* Written exercise
Recast all the items below as a JSON list of strings with one string per line, skipping blank lines and leaving out the pictures.

* Items
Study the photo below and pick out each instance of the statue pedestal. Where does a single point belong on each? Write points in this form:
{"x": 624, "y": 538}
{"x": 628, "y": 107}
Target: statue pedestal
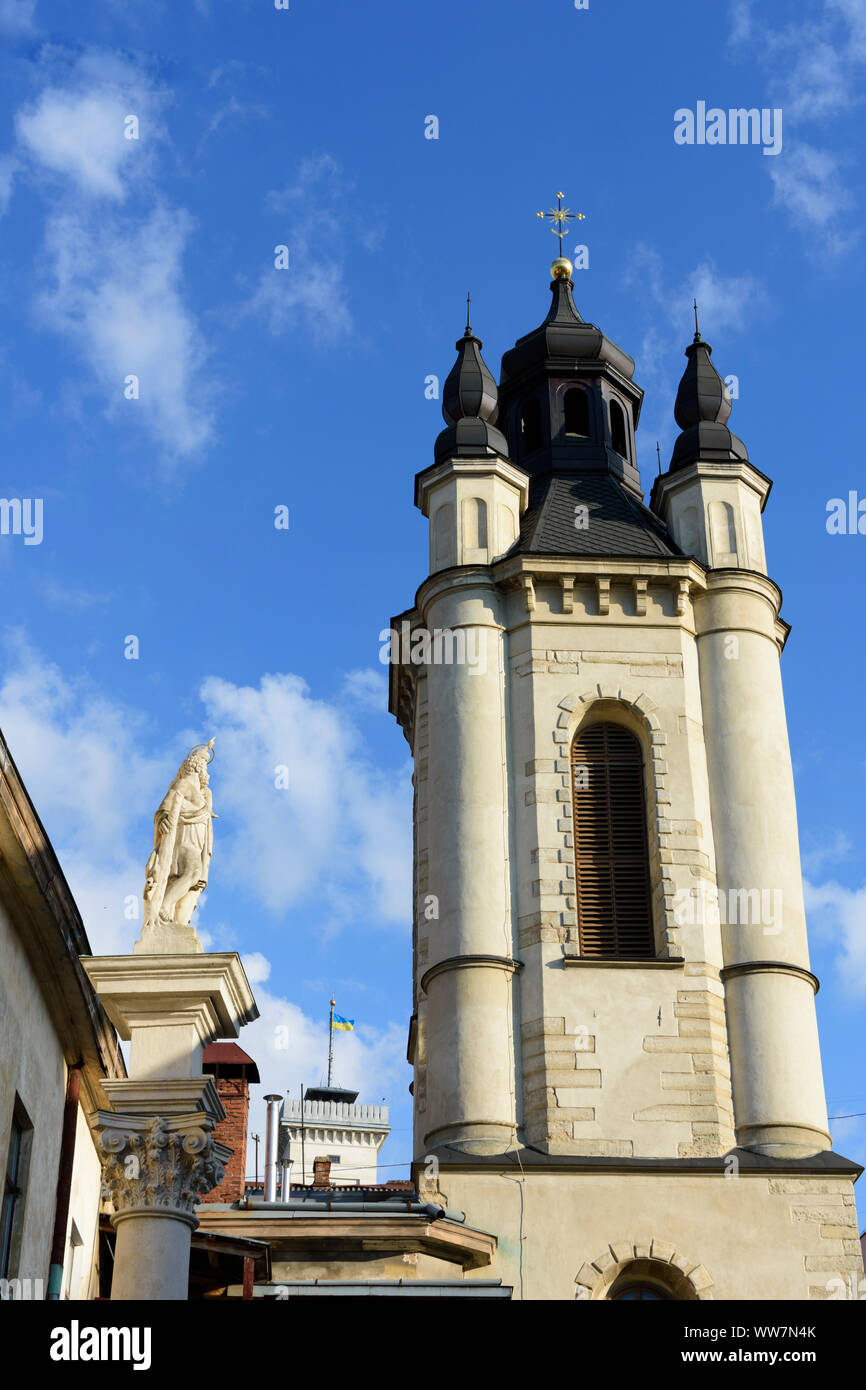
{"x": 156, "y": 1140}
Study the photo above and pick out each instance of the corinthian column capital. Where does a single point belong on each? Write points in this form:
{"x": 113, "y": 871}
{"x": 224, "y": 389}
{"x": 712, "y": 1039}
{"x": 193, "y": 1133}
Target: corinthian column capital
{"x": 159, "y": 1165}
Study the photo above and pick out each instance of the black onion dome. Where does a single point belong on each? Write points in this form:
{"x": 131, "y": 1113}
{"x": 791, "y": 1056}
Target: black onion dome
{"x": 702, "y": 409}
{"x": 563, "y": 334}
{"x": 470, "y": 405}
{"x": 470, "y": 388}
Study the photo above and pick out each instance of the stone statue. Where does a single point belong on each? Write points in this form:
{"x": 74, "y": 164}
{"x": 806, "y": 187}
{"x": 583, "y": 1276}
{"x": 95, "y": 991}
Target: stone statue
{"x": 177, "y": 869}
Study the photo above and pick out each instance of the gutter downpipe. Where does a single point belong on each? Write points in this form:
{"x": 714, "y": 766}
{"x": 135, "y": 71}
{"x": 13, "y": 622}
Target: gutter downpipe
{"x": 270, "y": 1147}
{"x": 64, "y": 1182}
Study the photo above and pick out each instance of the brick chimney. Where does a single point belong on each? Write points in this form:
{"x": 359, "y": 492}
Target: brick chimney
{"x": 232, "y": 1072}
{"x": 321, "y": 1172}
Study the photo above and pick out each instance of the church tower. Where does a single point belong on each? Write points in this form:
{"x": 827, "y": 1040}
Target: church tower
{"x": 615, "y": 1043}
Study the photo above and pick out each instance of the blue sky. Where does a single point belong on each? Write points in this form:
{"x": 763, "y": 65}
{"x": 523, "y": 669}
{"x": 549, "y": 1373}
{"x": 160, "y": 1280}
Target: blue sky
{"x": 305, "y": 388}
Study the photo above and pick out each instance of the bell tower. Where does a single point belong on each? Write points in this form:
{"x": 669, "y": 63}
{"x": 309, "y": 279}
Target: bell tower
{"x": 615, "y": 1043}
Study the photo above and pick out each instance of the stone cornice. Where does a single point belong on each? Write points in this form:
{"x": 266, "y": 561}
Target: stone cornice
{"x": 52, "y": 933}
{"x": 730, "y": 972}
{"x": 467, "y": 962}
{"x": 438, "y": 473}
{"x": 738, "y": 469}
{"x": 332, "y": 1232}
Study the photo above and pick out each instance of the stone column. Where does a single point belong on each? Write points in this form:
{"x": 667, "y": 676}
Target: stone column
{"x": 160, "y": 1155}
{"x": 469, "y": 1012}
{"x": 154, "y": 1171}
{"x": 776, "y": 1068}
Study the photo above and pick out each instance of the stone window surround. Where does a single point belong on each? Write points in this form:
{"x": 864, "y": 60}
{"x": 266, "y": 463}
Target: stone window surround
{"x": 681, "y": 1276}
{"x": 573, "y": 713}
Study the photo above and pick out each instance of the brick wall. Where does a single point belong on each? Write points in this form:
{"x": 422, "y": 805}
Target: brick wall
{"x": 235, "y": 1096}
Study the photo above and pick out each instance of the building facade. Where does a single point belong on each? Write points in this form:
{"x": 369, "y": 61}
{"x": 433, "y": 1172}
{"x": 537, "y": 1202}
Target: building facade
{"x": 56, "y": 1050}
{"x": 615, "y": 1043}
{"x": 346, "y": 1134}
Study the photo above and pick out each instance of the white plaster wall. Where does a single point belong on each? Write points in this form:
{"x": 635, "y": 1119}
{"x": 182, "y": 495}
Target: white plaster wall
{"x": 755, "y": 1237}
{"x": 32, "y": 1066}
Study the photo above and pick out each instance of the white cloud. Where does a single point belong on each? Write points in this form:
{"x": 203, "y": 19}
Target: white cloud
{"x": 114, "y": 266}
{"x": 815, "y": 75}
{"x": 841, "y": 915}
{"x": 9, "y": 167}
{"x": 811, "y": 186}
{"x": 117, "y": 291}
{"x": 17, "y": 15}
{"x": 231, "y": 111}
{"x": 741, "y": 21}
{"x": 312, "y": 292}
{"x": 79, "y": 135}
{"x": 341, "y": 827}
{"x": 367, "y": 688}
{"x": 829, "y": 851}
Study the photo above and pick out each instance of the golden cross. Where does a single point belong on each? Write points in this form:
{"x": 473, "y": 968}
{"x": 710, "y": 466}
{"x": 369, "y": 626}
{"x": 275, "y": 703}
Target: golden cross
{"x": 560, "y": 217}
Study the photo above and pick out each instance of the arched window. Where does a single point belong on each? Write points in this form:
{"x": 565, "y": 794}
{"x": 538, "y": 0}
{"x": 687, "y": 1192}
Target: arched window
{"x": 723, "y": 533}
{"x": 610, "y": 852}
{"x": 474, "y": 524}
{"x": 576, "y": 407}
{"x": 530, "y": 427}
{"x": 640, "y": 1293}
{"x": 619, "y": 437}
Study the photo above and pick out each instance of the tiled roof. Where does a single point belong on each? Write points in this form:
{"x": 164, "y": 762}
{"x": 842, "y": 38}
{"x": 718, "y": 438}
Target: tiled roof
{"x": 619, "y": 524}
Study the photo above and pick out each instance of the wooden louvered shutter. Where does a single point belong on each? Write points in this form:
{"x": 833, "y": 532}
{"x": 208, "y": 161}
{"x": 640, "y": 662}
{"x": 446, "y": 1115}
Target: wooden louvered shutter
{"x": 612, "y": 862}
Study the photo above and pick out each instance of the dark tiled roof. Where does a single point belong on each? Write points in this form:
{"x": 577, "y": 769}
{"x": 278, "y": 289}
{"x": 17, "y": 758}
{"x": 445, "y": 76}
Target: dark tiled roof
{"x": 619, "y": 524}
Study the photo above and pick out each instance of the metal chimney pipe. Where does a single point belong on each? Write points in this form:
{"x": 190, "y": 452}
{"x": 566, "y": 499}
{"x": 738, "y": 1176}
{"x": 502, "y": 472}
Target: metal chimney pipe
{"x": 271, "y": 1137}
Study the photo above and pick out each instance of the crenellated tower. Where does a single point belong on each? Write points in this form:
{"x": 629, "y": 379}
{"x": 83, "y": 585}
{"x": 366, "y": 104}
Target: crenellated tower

* Worked solution
[
  "Study the photo below and pick out each instance of the statue pedestal. Where does a single point belong on each? Write points in this form:",
  "{\"x\": 624, \"y\": 538}",
  "{\"x\": 628, \"y\": 107}",
  "Target: statue pedestal",
  "{\"x\": 156, \"y\": 1140}",
  "Study the photo above and pick out each instance of the corinthian column capital. Where does a single point belong on each? Write points in this form:",
  "{\"x\": 113, \"y\": 871}",
  "{\"x\": 224, \"y\": 389}",
  "{\"x\": 712, \"y\": 1039}",
  "{\"x\": 193, \"y\": 1133}",
  "Target: corinthian column capital",
  "{\"x\": 159, \"y\": 1165}",
  "Study the photo above and pick out each instance of the black onion dome. Where does a single point belong on each? Write points in this form:",
  "{\"x\": 131, \"y\": 1113}",
  "{\"x\": 791, \"y\": 1056}",
  "Target: black onion dome",
  "{\"x\": 702, \"y\": 409}",
  "{\"x\": 563, \"y\": 334}",
  "{\"x\": 470, \"y\": 405}",
  "{\"x\": 470, \"y\": 388}",
  "Study the photo above and pick out each instance of the stone statue. Where does a single point belong on each? Write points in this form:",
  "{\"x\": 74, \"y\": 164}",
  "{\"x\": 806, \"y\": 187}",
  "{\"x\": 583, \"y\": 1276}",
  "{\"x\": 95, \"y\": 991}",
  "Target: stone statue",
  "{\"x\": 177, \"y\": 869}",
  "Study the photo above and pick out each instance of the gutter downpipe. Where does a single point belong on each? Write points in this form:",
  "{\"x\": 714, \"y\": 766}",
  "{\"x\": 135, \"y\": 71}",
  "{\"x\": 13, \"y\": 622}",
  "Target: gutter downpipe",
  "{\"x\": 270, \"y\": 1147}",
  "{\"x\": 64, \"y\": 1182}",
  "Study the photo above and pick out each instance of the brick chimney. Where does a single point belong on each? Write points in this form:",
  "{\"x\": 359, \"y\": 492}",
  "Target: brick chimney",
  "{\"x\": 232, \"y\": 1072}",
  "{\"x\": 321, \"y\": 1172}",
  "Study the photo above and pick out each instance of the church tower. Where does a single point belong on each? Write points in this form:",
  "{\"x\": 827, \"y\": 1040}",
  "Target: church tower",
  "{\"x\": 615, \"y\": 1043}",
  "Study the photo above and pick out each instance of the blue sky. Where does a single point belong on each? Write points in this form:",
  "{\"x\": 763, \"y\": 65}",
  "{\"x\": 523, \"y\": 669}",
  "{\"x\": 549, \"y\": 1373}",
  "{\"x\": 160, \"y\": 1280}",
  "Target: blue sky",
  "{\"x\": 305, \"y\": 388}",
  "Study the photo above and pick out each instance of the bell tower. Where does a single point belong on each? Write points in this form:",
  "{\"x\": 669, \"y\": 63}",
  "{\"x\": 309, \"y\": 279}",
  "Target: bell tower",
  "{\"x\": 615, \"y\": 1043}",
  "Study the photo above and pick out each instance of the stone cornice. Where does a single point belong on each? Write points in this form:",
  "{\"x\": 266, \"y\": 561}",
  "Target: stone cornice",
  "{\"x\": 52, \"y\": 933}",
  "{\"x\": 730, \"y\": 972}",
  "{\"x\": 467, \"y\": 962}",
  "{\"x\": 438, \"y\": 473}",
  "{\"x\": 738, \"y\": 469}",
  "{\"x\": 332, \"y\": 1232}",
  "Study the photo above and pick out each instance of the stone column. Where does a single point belong on each? Write points in this form:",
  "{\"x\": 667, \"y\": 676}",
  "Target: stone column",
  "{\"x\": 160, \"y\": 1155}",
  "{\"x\": 469, \"y\": 1012}",
  "{\"x\": 154, \"y\": 1171}",
  "{\"x\": 776, \"y\": 1068}",
  "Study the photo above and pick out each instance of the stone window surround. Where does a single point belong on each? Write points in this form:",
  "{\"x\": 864, \"y\": 60}",
  "{\"x\": 266, \"y\": 463}",
  "Target: stone window surround",
  "{\"x\": 681, \"y\": 1276}",
  "{\"x\": 573, \"y\": 713}",
  "Study the photo above and pick out each instance of the brick wall. Where does a single point belong on each? Write points in this form:",
  "{\"x\": 422, \"y\": 805}",
  "Target: brick wall",
  "{\"x\": 235, \"y\": 1096}",
  "Study the photo above and pick out each instance of the building facade. Where does a single point belong on each? Write points in this form:",
  "{\"x\": 369, \"y\": 61}",
  "{\"x\": 433, \"y\": 1172}",
  "{\"x\": 537, \"y\": 1202}",
  "Target: building facade",
  "{\"x\": 56, \"y\": 1050}",
  "{\"x\": 615, \"y\": 1043}",
  "{\"x\": 346, \"y\": 1134}",
  "Study the photo above and pick out each instance of the white plaster wall. Where does a single point belong on each? Write points in this form:",
  "{\"x\": 635, \"y\": 1119}",
  "{\"x\": 182, \"y\": 495}",
  "Target: white plaster wall",
  "{\"x\": 755, \"y\": 1237}",
  "{\"x\": 32, \"y\": 1066}",
  "Study the photo above and pick out each instance of the white cloud. Where does a single point belong on each? Write points in this form:",
  "{\"x\": 203, \"y\": 19}",
  "Target: white cloud",
  "{\"x\": 114, \"y\": 266}",
  "{\"x\": 815, \"y\": 75}",
  "{\"x\": 841, \"y\": 915}",
  "{\"x\": 9, \"y\": 167}",
  "{\"x\": 811, \"y\": 186}",
  "{\"x\": 117, \"y\": 291}",
  "{\"x\": 17, \"y\": 15}",
  "{\"x\": 231, \"y\": 111}",
  "{\"x\": 741, \"y\": 21}",
  "{\"x\": 312, \"y\": 292}",
  "{\"x\": 79, \"y\": 135}",
  "{\"x\": 341, \"y\": 827}",
  "{\"x\": 367, \"y\": 688}",
  "{\"x\": 829, \"y\": 851}",
  "Study the photo above and pick out each instance of the golden cross. Where does a single point belong on each? Write points in this form:",
  "{\"x\": 473, \"y\": 968}",
  "{\"x\": 710, \"y\": 466}",
  "{\"x\": 369, \"y\": 626}",
  "{\"x\": 275, \"y\": 703}",
  "Target: golden cross",
  "{\"x\": 560, \"y\": 217}",
  "Study the photo above and pick out each instance of the arched window. Where does a single point belong on each? Write points in this form:",
  "{\"x\": 565, \"y\": 794}",
  "{\"x\": 538, \"y\": 0}",
  "{\"x\": 687, \"y\": 1192}",
  "Target: arched window",
  "{\"x\": 723, \"y\": 533}",
  "{\"x\": 610, \"y\": 852}",
  "{\"x\": 474, \"y\": 524}",
  "{\"x\": 576, \"y\": 407}",
  "{\"x\": 530, \"y\": 427}",
  "{\"x\": 640, \"y\": 1293}",
  "{\"x\": 619, \"y\": 437}",
  "Study the photo above and pick out each instance of the tiled roof. Where does a single point belong on each? Write points in this form:",
  "{\"x\": 164, \"y\": 762}",
  "{\"x\": 842, \"y\": 38}",
  "{\"x\": 718, \"y\": 438}",
  "Target: tiled roof",
  "{\"x\": 619, \"y\": 524}",
  "Study the photo above and pick out each instance of the wooden louvered shutter. Where does a single point belong on each? Write points in this form:",
  "{\"x\": 833, \"y\": 532}",
  "{\"x\": 208, \"y\": 161}",
  "{\"x\": 640, \"y\": 662}",
  "{\"x\": 446, \"y\": 1115}",
  "Target: wooden louvered shutter",
  "{\"x\": 612, \"y\": 862}",
  "Study the photo above and pick out each instance of the dark tiled roof. Where does a single point belong on each? Write points in this form:",
  "{\"x\": 577, \"y\": 769}",
  "{\"x\": 278, \"y\": 289}",
  "{\"x\": 17, \"y\": 758}",
  "{\"x\": 445, \"y\": 76}",
  "Target: dark tiled roof",
  "{\"x\": 619, \"y\": 524}",
  "Study the photo above and pick out each instance of the metal chimney pipe. Where does a single point belong on each? Write points in this form:",
  "{\"x\": 190, \"y\": 452}",
  "{\"x\": 566, \"y\": 499}",
  "{\"x\": 738, \"y\": 1176}",
  "{\"x\": 502, \"y\": 472}",
  "Target: metal chimney pipe",
  "{\"x\": 271, \"y\": 1137}",
  "Study the photo above and pick out each instance of the crenellated tower. Where does a single point belong on each? Write points in this form:",
  "{\"x\": 629, \"y\": 379}",
  "{\"x\": 83, \"y\": 585}",
  "{\"x\": 366, \"y\": 104}",
  "Target: crenellated tower"
]